— RECORDS SUPPLIED —
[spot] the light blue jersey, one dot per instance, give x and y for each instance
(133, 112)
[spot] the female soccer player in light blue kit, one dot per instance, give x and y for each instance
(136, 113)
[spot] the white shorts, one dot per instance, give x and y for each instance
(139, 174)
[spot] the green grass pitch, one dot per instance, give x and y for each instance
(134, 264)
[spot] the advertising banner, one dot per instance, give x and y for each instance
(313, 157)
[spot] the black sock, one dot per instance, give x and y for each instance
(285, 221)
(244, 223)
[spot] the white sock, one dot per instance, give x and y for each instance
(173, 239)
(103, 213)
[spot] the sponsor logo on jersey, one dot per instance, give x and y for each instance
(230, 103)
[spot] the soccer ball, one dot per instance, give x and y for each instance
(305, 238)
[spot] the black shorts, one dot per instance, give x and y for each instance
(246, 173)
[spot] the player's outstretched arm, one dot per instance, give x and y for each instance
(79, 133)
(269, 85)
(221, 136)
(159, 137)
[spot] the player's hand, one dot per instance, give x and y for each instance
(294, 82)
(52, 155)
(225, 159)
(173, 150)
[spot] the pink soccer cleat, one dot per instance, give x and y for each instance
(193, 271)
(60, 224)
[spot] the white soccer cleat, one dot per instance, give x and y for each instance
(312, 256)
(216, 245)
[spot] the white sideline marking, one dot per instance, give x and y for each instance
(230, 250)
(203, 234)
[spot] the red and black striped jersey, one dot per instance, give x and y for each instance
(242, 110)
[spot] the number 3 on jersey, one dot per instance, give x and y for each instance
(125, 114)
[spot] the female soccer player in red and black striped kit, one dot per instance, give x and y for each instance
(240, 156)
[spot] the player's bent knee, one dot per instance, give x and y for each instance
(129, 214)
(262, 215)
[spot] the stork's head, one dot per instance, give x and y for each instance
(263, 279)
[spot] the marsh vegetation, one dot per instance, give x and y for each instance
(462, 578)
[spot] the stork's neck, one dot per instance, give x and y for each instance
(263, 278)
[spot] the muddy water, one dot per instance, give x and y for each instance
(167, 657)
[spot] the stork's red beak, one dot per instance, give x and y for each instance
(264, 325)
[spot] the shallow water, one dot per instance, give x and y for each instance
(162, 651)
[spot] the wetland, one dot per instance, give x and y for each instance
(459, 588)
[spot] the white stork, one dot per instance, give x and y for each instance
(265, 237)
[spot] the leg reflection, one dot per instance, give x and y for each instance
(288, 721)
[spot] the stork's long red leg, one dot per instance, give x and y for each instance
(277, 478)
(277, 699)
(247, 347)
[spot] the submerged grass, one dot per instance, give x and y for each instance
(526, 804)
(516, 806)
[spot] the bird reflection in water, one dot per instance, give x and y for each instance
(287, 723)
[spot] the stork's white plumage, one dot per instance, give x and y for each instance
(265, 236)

— PROBLEM DETAILS —
Set all of the records down again, exactly as they stand.

— WRITTEN ANSWER —
[spot] the light blue jersey, one dot per instance, give x and y for each instance
(133, 112)
[spot] the female soccer player in light blue kit, one dot per instance, give x and y for each instance
(136, 113)
[spot] the white shorts, one dot per instance, give x and y for each instance
(139, 174)
[spot] the green grass pitch, one dot per instance, give x and y for each instance
(134, 264)
[spot] the advertising banner, one dot per instance, give x and y for each instance
(313, 157)
[spot] the black sock, one dot per instance, give x and y for each instance
(285, 221)
(244, 223)
[spot] the white sock, one dot per instance, give x and y for each instance
(173, 239)
(103, 213)
[spot] the sponsor logo on jersey, one dot per instance, give x and y for each instance
(230, 103)
[spot] the soccer ball, one dot per instance, give x and y for each instance
(305, 238)
[spot] the black shorts, one dot per instance, give x and y for each instance
(246, 173)
[spot] the player's outstretched arm, one dot per instance, give x and y for each instance
(79, 133)
(269, 85)
(221, 136)
(159, 137)
[spot] the player's hand, one dot per instance, give x and y for each instance
(294, 82)
(52, 155)
(225, 159)
(173, 150)
[spot] the pink soccer cleat, one dot per instance, give x and y for each instance
(193, 271)
(60, 224)
[spot] the white soccer cleat, one dot per instance, give x and y for each instance
(312, 256)
(216, 245)
[spot] the white sideline marking, one dot per instance, give x and y for each instance
(230, 250)
(203, 234)
[spot] the red and black striped jersey, one dot per instance, give x and y for each instance
(242, 110)
[spot] the number 3 on jersey, one dot per instance, give x and y for each instance
(125, 114)
[spot] the female soccer player in red and black striped kit, one dot per instance, give x and y for each instance
(240, 156)
[spot] the player's bent knee, one dot per instance, give x and y for each instance
(129, 214)
(262, 215)
[spot] the stork's head, one dot per instance, give x and y for each instance
(263, 279)
[spot] the marsh vegetation, one dot per instance, give x and y for each instance
(462, 578)
[spot] the stork's neck, one dot per instance, give x and y for each instance
(263, 278)
[spot] the muddy water, one dot per instance, give x and y for each instance
(167, 657)
[spot] the stork's red beak, one dot per instance, give x and y for each instance
(264, 325)
[spot] the shallow water, one dot per instance, give x and y for each instance
(162, 651)
[spot] the wetland, one dot per instance, give x and y for each instance
(459, 588)
[spot] the white stork, one dot per instance, give x and y for each instance
(265, 237)
[spot] the leg reflection, one dot per instance, give x and y for each instance
(288, 721)
[spot] the stork's long red leg, one dot per instance, give x and y for each instance
(277, 478)
(277, 699)
(247, 347)
[spot] the submerged grass, one dot per instance, give x and y for each instance
(526, 804)
(516, 806)
[spot] the bird reflection in water, one dot per instance, give x and y for each instance
(287, 723)
[spot] the stork's white plumage, one dot per instance, give x and y for each instance
(265, 236)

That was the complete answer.